**** Provided entries ****

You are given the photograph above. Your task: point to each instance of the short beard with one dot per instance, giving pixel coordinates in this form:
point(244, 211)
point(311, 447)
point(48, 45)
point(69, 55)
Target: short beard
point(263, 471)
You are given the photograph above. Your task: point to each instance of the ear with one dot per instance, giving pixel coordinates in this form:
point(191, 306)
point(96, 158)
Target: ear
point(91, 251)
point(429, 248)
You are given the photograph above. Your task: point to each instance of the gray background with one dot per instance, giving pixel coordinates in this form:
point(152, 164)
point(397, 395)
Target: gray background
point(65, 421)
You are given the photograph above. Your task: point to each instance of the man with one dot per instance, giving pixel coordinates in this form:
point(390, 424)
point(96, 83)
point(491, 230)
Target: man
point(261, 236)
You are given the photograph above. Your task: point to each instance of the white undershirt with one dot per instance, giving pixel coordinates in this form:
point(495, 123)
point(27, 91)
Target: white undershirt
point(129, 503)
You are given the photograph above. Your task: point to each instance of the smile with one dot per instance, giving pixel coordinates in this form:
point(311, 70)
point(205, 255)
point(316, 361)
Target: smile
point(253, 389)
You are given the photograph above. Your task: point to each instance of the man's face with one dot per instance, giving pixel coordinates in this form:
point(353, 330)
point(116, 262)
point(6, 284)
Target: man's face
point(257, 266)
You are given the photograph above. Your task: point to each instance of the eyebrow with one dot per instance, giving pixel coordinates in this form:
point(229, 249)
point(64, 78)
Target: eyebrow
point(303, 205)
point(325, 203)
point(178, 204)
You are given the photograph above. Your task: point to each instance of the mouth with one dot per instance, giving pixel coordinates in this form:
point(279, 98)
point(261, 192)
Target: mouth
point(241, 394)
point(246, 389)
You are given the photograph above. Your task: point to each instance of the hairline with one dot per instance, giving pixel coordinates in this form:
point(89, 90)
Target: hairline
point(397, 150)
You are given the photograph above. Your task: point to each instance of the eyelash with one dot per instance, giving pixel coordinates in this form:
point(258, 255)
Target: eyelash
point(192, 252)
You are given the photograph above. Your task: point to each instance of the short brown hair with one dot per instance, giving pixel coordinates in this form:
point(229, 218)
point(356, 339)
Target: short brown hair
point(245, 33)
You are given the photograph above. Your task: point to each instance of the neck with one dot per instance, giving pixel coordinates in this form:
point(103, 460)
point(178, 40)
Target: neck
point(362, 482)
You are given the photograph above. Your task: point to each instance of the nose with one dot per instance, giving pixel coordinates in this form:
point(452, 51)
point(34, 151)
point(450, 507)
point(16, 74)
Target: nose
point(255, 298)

****

* [Exercise task] Rewrite all the rows above, changing every occurrence of "photograph" to "image" and leaving everything else as it is.

* [Solution for this task]
You are given the image above. Your task: point to each instance of the short beard with one dot per instance, giving pixel coordinates in this form:
point(244, 211)
point(311, 447)
point(48, 45)
point(69, 55)
Target: short beard
point(263, 471)
You are given the image above. Your task: point to each instance of the ear with one dot per instance, giving pixel coordinates in this form:
point(191, 306)
point(96, 158)
Target: ear
point(91, 251)
point(429, 248)
You are given the image above. Your task: point to each instance of the gray background with one dot per instance, giving pixel coordinates in this form:
point(152, 164)
point(397, 395)
Target: gray background
point(65, 421)
You are given the image above. Your task: point to each instance of the man with one dot per instance, giving pixel coordinates in this form:
point(390, 424)
point(96, 83)
point(491, 230)
Target: man
point(261, 236)
You are given the image above. Your task: point to each instance of the white undershirt with one dot per instance, giving pixel coordinates in this form:
point(495, 123)
point(27, 91)
Target: white undershirt
point(129, 503)
You are given the image above. Your task: point to each instance of the smile with one dot per instance, giving pixel coordinates in this form:
point(311, 70)
point(205, 255)
point(316, 361)
Target: smile
point(253, 389)
You are given the image above. Your task: point to each instance of the man's face with one dot per instance, giving pixel coordinates in this form:
point(353, 330)
point(116, 262)
point(6, 284)
Target: man's face
point(257, 266)
You are given the image above. Your task: point to each instance of the eyebrow with one dot per instance, giving pixel coordinates in this form:
point(229, 249)
point(64, 78)
Target: eyebrow
point(303, 205)
point(325, 203)
point(178, 204)
You are given the image above. Your task: point to each instance of the mouth with one dot per instance, giving pixel coordinates in this form:
point(279, 98)
point(261, 192)
Target: mouth
point(241, 394)
point(246, 389)
You are given the image above. Your task: point to each instance of the hairline with one dot per instance, giving pixel coordinates in this form:
point(89, 90)
Target: hairline
point(397, 150)
You are given the image above. Your task: point to each instance of the eyelash with one dot per instance, giving pixel coordinates in this form:
point(258, 255)
Target: eyelash
point(192, 252)
You are given the image above. Your task: point to each instance of the short brown hair with one dot per instance, giving pixel coordinates in this form:
point(229, 218)
point(356, 339)
Target: short brown hair
point(245, 33)
You are given the image above. Your task: point to each instance of the neck with one dot per instance, giving pixel coordinates in this form:
point(103, 460)
point(178, 40)
Target: neck
point(362, 482)
You are given the image above. Your task: point to each instance of the nose with one dot per instance, giving pixel coordinates in this form:
point(452, 51)
point(34, 151)
point(450, 507)
point(16, 74)
Target: nose
point(255, 298)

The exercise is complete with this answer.